Start of DATA SHOWN

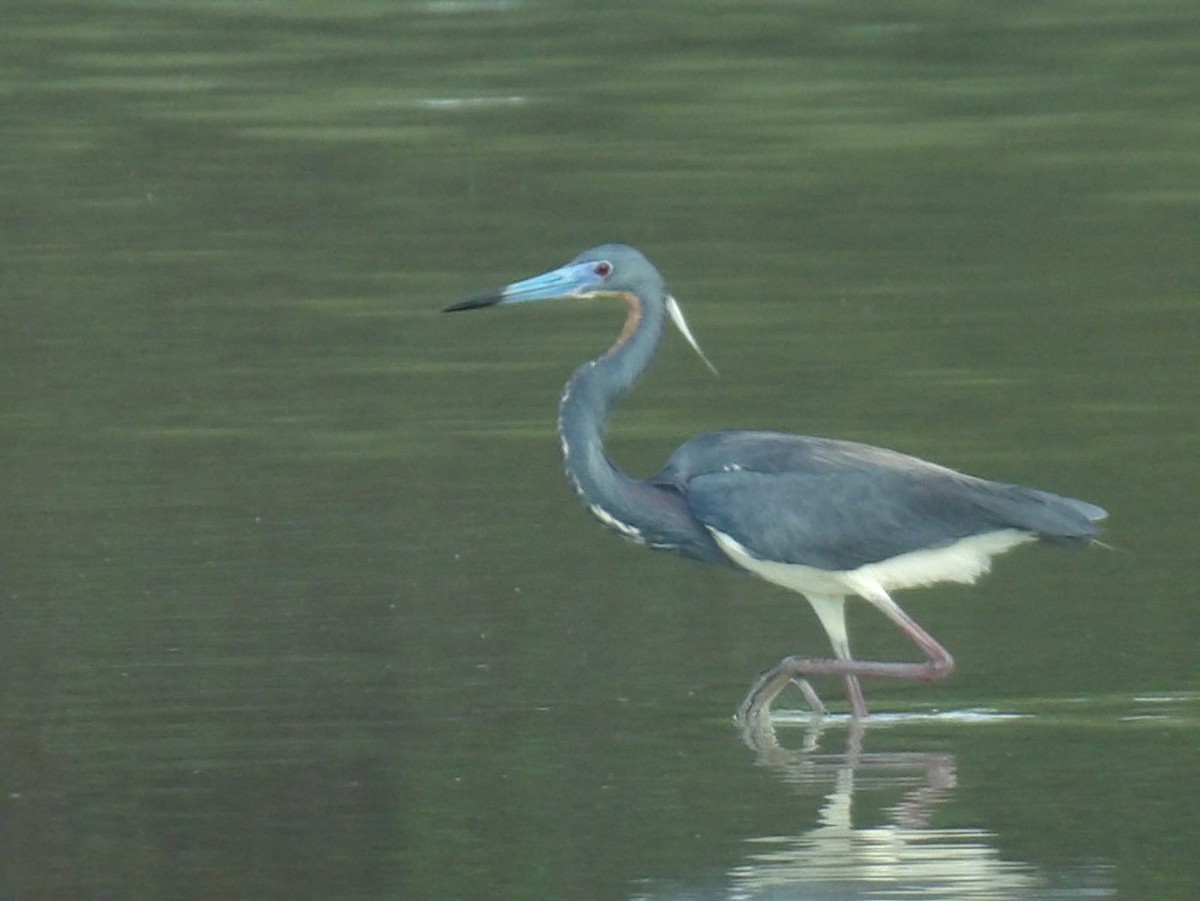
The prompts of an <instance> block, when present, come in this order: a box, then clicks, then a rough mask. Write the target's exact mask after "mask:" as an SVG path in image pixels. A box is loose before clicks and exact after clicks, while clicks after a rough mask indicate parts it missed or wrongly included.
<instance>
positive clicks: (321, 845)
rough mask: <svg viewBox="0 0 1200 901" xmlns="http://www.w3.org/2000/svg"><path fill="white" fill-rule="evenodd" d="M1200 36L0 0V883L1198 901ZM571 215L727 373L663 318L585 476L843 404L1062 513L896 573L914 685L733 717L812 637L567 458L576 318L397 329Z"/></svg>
mask: <svg viewBox="0 0 1200 901" xmlns="http://www.w3.org/2000/svg"><path fill="white" fill-rule="evenodd" d="M1198 18H1200V16H1198V13H1193V12H1190V11H1189V10H1187V8H1184V7H1183V6H1181V5H1177V4H1165V2H1147V4H1140V5H1138V6H1136V7H1128V6H1127V5H1120V4H1117V5H1105V4H1097V5H1082V6H1078V7H1075V6H1062V5H1049V6H1025V5H1015V6H1002V7H990V6H989V7H962V6H961V5H955V4H937V2H935V4H926V5H923V6H920V7H919V8H910V7H905V8H899V7H896V6H895V5H892V4H872V2H864V4H851V5H846V4H806V5H802V6H786V5H785V6H780V5H770V4H739V5H737V6H736V7H733V6H731V7H728V8H724V7H722V8H721V10H719V11H714V8H713V7H712V5H709V4H688V2H684V4H676V5H670V6H654V7H649V6H646V5H642V4H617V5H613V4H607V5H605V6H604V7H602V8H600V7H596V8H576V7H569V6H556V5H546V4H533V2H529V4H521V2H516V4H490V2H480V4H383V2H377V1H376V0H359V1H356V2H348V4H338V5H336V8H335V6H331V5H312V4H281V2H269V1H268V2H256V4H238V5H230V4H221V2H206V1H204V0H198V1H197V2H167V4H158V5H155V7H154V8H152V10H151V8H145V7H144V6H140V5H130V4H122V2H102V1H98V0H97V1H96V2H90V4H84V5H78V6H76V7H71V8H67V7H61V8H60V7H55V6H47V5H44V4H34V2H16V4H10V8H8V11H7V12H6V14H5V24H6V26H5V30H4V35H2V36H0V43H2V49H4V54H2V56H0V59H4V60H5V62H4V64H2V67H0V90H2V92H4V97H5V122H6V124H5V139H4V142H2V143H0V167H2V173H4V178H2V180H0V210H2V214H0V229H2V238H4V241H2V244H4V264H2V268H4V280H2V282H4V295H2V298H4V299H2V307H0V308H2V312H4V319H5V323H4V325H5V328H4V330H2V332H0V334H2V337H0V341H2V347H0V354H2V358H4V361H5V370H4V371H5V404H4V409H2V412H0V425H2V428H4V437H5V440H4V449H5V451H4V453H5V469H6V473H7V479H6V480H5V489H4V509H5V524H4V529H2V542H4V543H2V553H4V558H2V559H4V587H5V595H4V605H2V613H0V617H2V629H0V666H2V675H4V680H2V686H4V687H2V690H0V780H2V785H4V800H2V806H0V836H2V841H4V846H2V852H0V853H2V855H4V858H2V859H4V864H2V867H0V872H2V877H0V878H2V894H4V895H5V896H6V897H80V899H84V897H86V899H97V897H114V899H115V897H120V899H136V897H148V899H150V897H152V899H163V897H281V899H282V897H288V899H294V897H322V899H332V897H338V899H343V897H344V899H352V897H364V899H367V897H370V899H380V897H396V899H400V897H497V896H505V897H761V899H767V897H896V896H917V897H956V899H960V897H989V899H1003V897H1020V899H1027V897H1081V896H1087V897H1097V896H1100V897H1104V896H1118V897H1130V899H1147V897H1170V899H1174V897H1189V896H1195V895H1196V894H1198V891H1200V867H1198V865H1196V863H1195V854H1194V847H1195V843H1196V841H1198V839H1200V823H1198V821H1196V817H1195V807H1196V800H1198V798H1200V783H1198V776H1196V773H1198V768H1196V762H1198V761H1196V746H1198V725H1200V701H1198V699H1200V681H1198V657H1196V650H1195V649H1196V647H1198V639H1200V635H1198V632H1200V629H1198V625H1196V623H1198V618H1196V615H1195V601H1194V585H1195V575H1196V567H1195V564H1194V560H1195V552H1194V541H1193V539H1192V525H1193V519H1194V512H1195V510H1194V506H1195V504H1194V498H1195V497H1196V492H1198V481H1200V480H1198V475H1200V467H1198V463H1196V461H1198V459H1200V455H1198V442H1196V434H1198V432H1196V425H1195V424H1196V416H1195V414H1196V401H1195V398H1196V397H1198V390H1196V389H1198V384H1196V383H1198V372H1200V366H1198V364H1200V354H1198V350H1196V347H1198V346H1196V341H1195V335H1196V332H1198V325H1200V323H1198V305H1196V284H1198V283H1200V256H1198V254H1196V252H1195V234H1196V232H1195V223H1196V215H1198V210H1200V166H1198V162H1200V160H1198V151H1196V148H1198V146H1200V142H1198V133H1196V131H1198V130H1196V119H1195V110H1196V108H1198V103H1200V80H1198V79H1196V78H1195V77H1194V76H1195V71H1194V70H1195V59H1196V52H1198V49H1200V48H1198V40H1196V37H1195V35H1196V34H1200V32H1198V30H1196V26H1198V25H1200V22H1198ZM613 239H616V240H624V241H628V242H631V244H636V245H638V246H640V247H642V248H643V250H644V251H646V252H647V253H648V254H649V256H650V258H652V259H654V260H655V263H656V264H658V265H659V266H660V268H661V270H662V271H664V272H665V274H666V276H667V278H668V280H670V282H671V288H672V290H673V293H674V294H676V296H678V298H679V300H680V301H682V304H683V305H684V307H685V310H686V311H688V313H689V317H690V320H691V324H692V326H694V329H695V331H696V332H697V336H698V337H700V340H701V342H702V343H703V344H704V347H706V350H707V352H708V353H709V355H710V356H712V358H713V359H714V361H715V362H716V365H718V367H719V368H720V371H721V377H720V378H719V379H714V378H713V377H712V376H709V374H708V373H707V371H706V370H704V368H703V366H702V365H701V364H700V362H698V361H696V360H695V359H694V358H691V356H690V353H689V352H688V349H686V348H685V347H684V346H683V343H682V342H679V341H670V342H667V344H666V346H665V348H664V350H662V354H661V358H660V360H659V361H658V364H656V366H655V367H654V370H653V372H652V373H650V376H649V377H648V379H647V380H646V382H644V383H643V384H642V385H641V386H640V388H638V390H637V391H635V392H634V394H632V395H631V396H630V397H629V398H628V401H626V402H625V403H624V406H623V407H622V408H620V410H619V412H618V416H617V419H616V421H614V424H613V430H612V434H611V451H612V453H613V456H614V457H616V458H617V459H618V461H619V462H620V463H622V464H623V465H624V467H626V468H628V469H629V470H630V471H635V473H640V474H644V473H649V471H653V470H654V469H656V468H658V465H659V464H660V463H661V461H662V459H664V458H665V457H666V456H667V453H670V451H671V450H672V449H673V448H674V446H677V445H678V444H679V443H682V442H683V440H685V439H686V438H688V437H690V436H692V434H695V433H697V432H701V431H704V430H708V428H715V427H726V426H746V427H770V428H782V430H790V431H797V432H806V433H814V434H828V436H836V437H842V438H851V439H857V440H865V442H870V443H874V444H882V445H886V446H894V448H898V449H900V450H905V451H908V452H913V453H918V455H920V456H925V457H930V458H934V459H937V461H938V462H942V463H946V464H949V465H954V467H958V468H961V469H966V470H968V471H974V473H978V474H980V475H986V476H990V477H996V479H1002V480H1009V481H1020V482H1030V483H1034V485H1038V486H1040V487H1045V488H1049V489H1052V491H1057V492H1062V493H1067V494H1073V495H1078V497H1084V498H1087V499H1088V500H1092V501H1094V503H1098V504H1102V505H1104V506H1105V507H1108V509H1109V510H1110V512H1111V521H1110V528H1109V531H1108V533H1106V535H1105V541H1106V542H1108V545H1110V547H1108V548H1099V547H1093V548H1088V549H1086V551H1082V552H1079V553H1063V552H1057V551H1054V549H1048V548H1025V549H1021V551H1018V552H1015V553H1014V554H1012V557H1009V558H1006V559H1003V560H1001V561H1000V563H998V565H997V571H996V572H995V573H994V575H992V576H990V577H989V578H988V579H985V581H984V582H983V583H982V584H980V585H978V587H976V588H973V589H966V588H961V587H948V588H938V589H931V590H926V591H922V593H910V594H906V595H904V596H902V597H900V599H899V600H900V602H901V603H904V605H905V607H906V608H907V609H910V611H911V612H912V613H913V615H916V617H917V618H918V619H919V620H920V621H922V623H923V624H924V625H926V626H928V627H929V629H930V630H931V631H932V632H934V633H935V635H936V636H937V637H938V638H940V639H941V641H942V642H943V643H944V644H946V645H947V647H948V648H949V649H950V650H952V651H953V653H954V655H955V657H956V660H958V662H959V667H960V668H959V672H958V673H955V675H954V678H953V679H950V680H948V681H946V683H943V684H938V685H935V686H913V685H878V684H871V685H868V699H869V701H870V703H871V704H872V708H874V709H875V710H877V711H880V714H881V716H880V717H878V719H877V721H876V722H875V723H874V725H871V726H870V727H869V728H868V729H866V731H865V732H859V731H857V729H854V728H852V727H850V726H848V725H847V723H846V722H845V721H844V720H839V719H834V720H832V721H830V722H829V723H827V725H826V726H824V728H823V729H820V731H817V732H806V729H805V726H804V725H803V723H792V722H786V721H785V722H781V723H780V725H779V726H778V733H775V734H774V735H757V737H750V738H749V740H744V738H746V737H743V735H740V734H739V732H738V729H737V728H736V727H734V726H733V723H732V722H731V720H730V716H731V714H732V711H733V709H734V707H736V704H737V702H738V699H739V698H740V697H742V692H743V691H744V690H745V687H746V685H748V684H749V681H750V679H751V678H752V677H754V674H755V673H757V672H758V671H760V669H762V668H764V667H766V666H768V665H770V663H773V662H775V661H776V660H778V659H779V657H780V656H782V655H784V654H787V653H823V650H824V647H823V642H824V639H823V636H822V635H821V631H820V629H818V626H817V624H816V621H815V619H814V618H812V615H811V614H810V613H809V611H808V609H806V608H805V605H804V603H803V601H802V600H800V599H798V597H792V596H790V595H787V594H786V593H784V591H780V590H778V589H774V588H770V587H768V585H764V584H760V583H756V582H752V581H751V579H749V578H744V577H739V576H737V575H736V573H730V572H718V571H714V570H710V569H704V567H701V566H698V565H694V564H689V563H686V561H683V560H677V559H674V558H671V557H668V555H665V554H653V553H648V552H646V551H642V549H640V548H636V547H634V546H631V545H628V543H625V542H623V541H620V540H618V539H617V537H614V536H612V535H610V534H606V533H605V531H602V530H601V529H600V528H599V527H598V525H596V524H595V523H594V522H593V521H592V519H590V517H589V516H588V515H587V513H586V511H583V510H582V509H580V507H578V505H577V504H576V501H575V499H574V498H572V497H571V492H570V491H569V488H568V487H566V485H565V482H564V480H563V477H562V468H560V461H559V458H558V448H557V440H556V438H554V436H553V410H554V406H556V403H557V398H558V394H559V390H560V385H562V382H563V380H564V379H565V378H566V376H568V374H569V373H570V371H571V368H572V367H574V366H575V365H577V364H578V362H580V361H582V360H584V359H586V358H588V356H590V355H594V354H596V353H599V352H601V350H602V349H604V348H605V347H606V346H607V342H608V341H611V338H612V336H613V335H614V334H616V331H617V329H618V328H619V311H614V310H607V308H605V307H604V306H602V305H596V306H595V307H578V308H576V307H564V308H556V307H546V308H538V310H514V311H490V312H480V313H478V314H473V316H463V317H438V316H437V314H436V313H434V312H433V311H436V310H437V308H438V307H439V306H442V305H443V304H445V302H448V301H450V300H454V299H456V298H458V296H461V295H464V294H468V293H472V292H475V290H479V289H485V288H488V287H491V286H494V284H499V283H503V282H506V281H509V280H511V278H514V277H521V276H526V275H532V274H534V272H536V271H541V270H544V269H548V268H551V266H554V265H558V264H560V263H562V262H564V260H566V259H568V258H570V257H571V256H574V254H575V253H576V252H578V251H580V250H582V248H584V247H587V246H590V245H594V244H599V242H601V241H606V240H613ZM852 635H853V638H854V643H856V650H857V653H859V654H860V655H863V656H882V657H893V659H895V657H902V659H908V657H910V656H911V655H912V654H913V651H912V650H911V649H910V648H907V647H905V644H904V642H902V639H901V638H900V637H898V636H896V635H895V633H894V631H893V630H892V629H890V627H889V625H888V624H887V623H886V621H883V620H882V618H880V617H877V615H872V614H871V612H870V611H866V609H858V608H856V609H854V611H853V612H852ZM822 689H823V693H824V695H826V697H827V699H829V701H830V702H834V701H835V699H836V690H835V686H822ZM834 707H835V708H836V707H838V705H836V704H834ZM938 714H941V715H938ZM784 719H785V720H786V719H788V717H784ZM791 719H796V717H791ZM800 719H803V717H800Z"/></svg>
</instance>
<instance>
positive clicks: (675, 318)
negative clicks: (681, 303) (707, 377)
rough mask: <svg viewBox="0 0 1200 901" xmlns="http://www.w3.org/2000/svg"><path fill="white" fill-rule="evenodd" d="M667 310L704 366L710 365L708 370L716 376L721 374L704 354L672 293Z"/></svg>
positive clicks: (717, 375)
mask: <svg viewBox="0 0 1200 901" xmlns="http://www.w3.org/2000/svg"><path fill="white" fill-rule="evenodd" d="M667 312H668V313H670V314H671V322H673V323H674V324H676V328H677V329H678V330H679V334H680V335H683V336H684V338H686V341H688V343H689V344H691V349H692V350H695V352H696V354H697V355H698V356H700V359H701V360H703V361H704V366H707V367H708V371H709V372H712V373H713V374H714V376H719V374H720V373H719V372H718V371H716V367H715V366H713V364H712V361H710V360H709V359H708V358H707V356H704V352H703V350H701V349H700V342H697V341H696V337H695V336H694V335H692V334H691V329H689V328H688V320H686V319H684V318H683V310H680V308H679V301H677V300H676V299H674V298H673V296H671V295H670V294H668V295H667Z"/></svg>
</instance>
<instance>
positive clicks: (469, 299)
mask: <svg viewBox="0 0 1200 901" xmlns="http://www.w3.org/2000/svg"><path fill="white" fill-rule="evenodd" d="M502 300H504V292H494V290H493V292H487V293H486V294H475V295H474V296H470V298H467V299H466V300H460V301H458V302H456V304H451V305H450V306H448V307H442V312H443V313H455V312H457V311H460V310H478V308H479V307H492V306H496V305H497V304H499V302H500V301H502Z"/></svg>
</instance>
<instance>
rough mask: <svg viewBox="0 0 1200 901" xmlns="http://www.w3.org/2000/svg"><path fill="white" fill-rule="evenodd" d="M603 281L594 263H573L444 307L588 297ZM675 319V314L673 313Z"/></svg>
mask: <svg viewBox="0 0 1200 901" xmlns="http://www.w3.org/2000/svg"><path fill="white" fill-rule="evenodd" d="M601 281H604V280H602V278H601V276H598V275H596V274H595V264H594V263H571V264H568V265H565V266H562V268H560V269H556V270H553V271H551V272H546V274H544V275H536V276H534V277H533V278H526V280H524V281H521V282H512V284H509V286H505V287H504V288H500V289H498V290H493V292H487V293H485V294H476V295H475V296H473V298H467V299H466V300H460V301H458V302H457V304H451V305H450V306H448V307H443V310H442V312H443V313H452V312H455V311H458V310H475V308H478V307H490V306H496V305H497V304H523V302H526V301H528V300H553V299H554V298H570V296H575V295H578V294H587V293H588V292H589V290H592V289H593V288H595V287H596V286H598V284H600V282H601ZM672 316H673V314H672Z"/></svg>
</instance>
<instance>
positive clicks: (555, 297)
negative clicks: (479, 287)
mask: <svg viewBox="0 0 1200 901" xmlns="http://www.w3.org/2000/svg"><path fill="white" fill-rule="evenodd" d="M606 294H607V295H630V294H631V295H634V296H635V298H637V300H638V301H641V302H642V304H655V305H660V306H661V307H662V308H665V310H666V312H667V313H668V314H670V316H671V322H673V323H674V324H676V328H677V329H679V332H680V334H682V335H683V336H684V338H685V340H686V341H688V343H689V344H690V346H691V348H692V349H694V350H695V352H696V353H697V354H698V355H700V359H701V360H703V361H704V365H706V366H708V368H709V370H712V371H713V372H714V373H715V372H716V368H715V367H714V366H713V364H710V362H709V361H708V358H707V356H704V352H703V350H701V349H700V344H698V343H697V342H696V338H695V336H692V334H691V329H689V328H688V322H686V320H685V319H684V318H683V311H682V310H680V308H679V304H678V302H677V301H676V299H674V298H672V296H671V295H670V294H668V293H667V286H666V281H665V280H664V278H662V276H661V274H660V272H659V270H658V269H655V268H654V264H653V263H650V262H649V260H648V259H647V258H646V257H644V254H642V252H641V251H638V250H636V248H635V247H630V246H629V245H625V244H602V245H600V246H599V247H593V248H592V250H589V251H583V253H581V254H580V256H578V257H576V258H575V259H572V260H571V262H570V263H568V264H566V265H565V266H559V268H558V269H553V270H551V271H550V272H544V274H542V275H536V276H534V277H533V278H524V280H522V281H520V282H512V283H511V284H506V286H504V287H503V288H499V289H496V290H491V292H486V293H484V294H476V295H474V296H472V298H467V299H466V300H460V301H458V302H457V304H451V305H450V306H448V307H444V308H443V311H442V312H445V313H449V312H454V311H458V310H476V308H479V307H490V306H498V305H502V304H523V302H526V301H530V300H557V299H560V298H595V296H601V295H606Z"/></svg>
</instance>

End of DATA SHOWN

◆ **WHAT TO DO**: Can you reproduce the items word for word, starting at their beginning and ending with the line that contains "positive clicks: (321, 845)", and leave the pictures out of your answer?

◆ **SOLUTION FOR THIS EXERCISE**:
The prompts of an <instance> block, when present, come in this order: a box, then clicks, then a rough mask. Write the target's exact mask after "mask:" as an SVG path in image pixels. A box is loose before clicks and exact after clicks, while clicks after a rough mask indicate parts it missed or wrongly included.
<instance>
positive clicks: (321, 845)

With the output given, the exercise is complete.